## Exercise task
Copy out all of the material below, substituting "Labeled points" for every occurrence of "Marked points" and keeping everything else the same.

[Dataset excerpt]
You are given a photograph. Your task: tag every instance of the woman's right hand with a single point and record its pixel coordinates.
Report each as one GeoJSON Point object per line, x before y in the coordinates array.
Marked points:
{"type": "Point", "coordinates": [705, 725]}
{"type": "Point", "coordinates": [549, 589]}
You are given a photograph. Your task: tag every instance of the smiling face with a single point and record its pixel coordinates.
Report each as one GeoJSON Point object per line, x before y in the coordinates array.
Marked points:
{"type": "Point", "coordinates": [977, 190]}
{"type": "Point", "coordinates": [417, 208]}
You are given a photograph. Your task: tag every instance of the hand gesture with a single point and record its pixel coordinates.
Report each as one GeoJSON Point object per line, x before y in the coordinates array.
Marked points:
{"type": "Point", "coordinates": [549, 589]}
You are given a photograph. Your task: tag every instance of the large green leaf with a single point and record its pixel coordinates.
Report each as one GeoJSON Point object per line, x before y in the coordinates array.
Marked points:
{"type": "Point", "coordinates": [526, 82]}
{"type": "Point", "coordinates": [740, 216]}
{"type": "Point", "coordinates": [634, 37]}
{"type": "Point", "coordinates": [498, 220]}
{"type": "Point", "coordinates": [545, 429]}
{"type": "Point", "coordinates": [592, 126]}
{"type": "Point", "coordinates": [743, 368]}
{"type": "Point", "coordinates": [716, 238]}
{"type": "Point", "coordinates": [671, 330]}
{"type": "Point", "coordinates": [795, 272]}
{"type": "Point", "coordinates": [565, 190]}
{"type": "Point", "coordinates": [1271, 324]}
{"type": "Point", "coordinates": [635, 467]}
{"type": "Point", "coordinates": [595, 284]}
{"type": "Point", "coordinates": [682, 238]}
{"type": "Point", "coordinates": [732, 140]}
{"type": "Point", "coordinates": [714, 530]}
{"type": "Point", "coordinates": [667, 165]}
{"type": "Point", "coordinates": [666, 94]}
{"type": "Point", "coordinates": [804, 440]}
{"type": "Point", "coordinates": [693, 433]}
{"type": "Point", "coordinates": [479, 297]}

## Right answer
You are given a photograph. Your task: tag every instance of the woman's right hand with a single point and record its pixel coordinates.
Report each as one GeoJSON Point object per line, x before y in the coordinates array.
Labeled points:
{"type": "Point", "coordinates": [705, 725]}
{"type": "Point", "coordinates": [549, 589]}
You are given a photograph. Your task: tag every instance of the smiling face with a single point and record its pixel coordinates.
Report each as one GeoJSON Point object per line, x before y in the coordinates array.
Labeled points:
{"type": "Point", "coordinates": [977, 190]}
{"type": "Point", "coordinates": [417, 208]}
You are given a photograph. Your task: tag every instance of the hand gesture with a single point and record its pixel coordinates.
Report each as one GeoJSON Point object per line, x before y in the coordinates array.
Labeled points:
{"type": "Point", "coordinates": [549, 589]}
You are given a photograph. Your task: tag every instance of the large green leaf with a single point and record its pixel coordinates.
Report each as one GeoJSON Point object per line, x before y in the coordinates array.
Labeled points:
{"type": "Point", "coordinates": [526, 82]}
{"type": "Point", "coordinates": [740, 216]}
{"type": "Point", "coordinates": [634, 37]}
{"type": "Point", "coordinates": [498, 220]}
{"type": "Point", "coordinates": [545, 429]}
{"type": "Point", "coordinates": [592, 126]}
{"type": "Point", "coordinates": [743, 368]}
{"type": "Point", "coordinates": [716, 238]}
{"type": "Point", "coordinates": [671, 330]}
{"type": "Point", "coordinates": [795, 272]}
{"type": "Point", "coordinates": [565, 190]}
{"type": "Point", "coordinates": [1271, 324]}
{"type": "Point", "coordinates": [635, 467]}
{"type": "Point", "coordinates": [595, 284]}
{"type": "Point", "coordinates": [682, 238]}
{"type": "Point", "coordinates": [732, 140]}
{"type": "Point", "coordinates": [714, 530]}
{"type": "Point", "coordinates": [667, 165]}
{"type": "Point", "coordinates": [666, 94]}
{"type": "Point", "coordinates": [804, 440]}
{"type": "Point", "coordinates": [693, 433]}
{"type": "Point", "coordinates": [479, 297]}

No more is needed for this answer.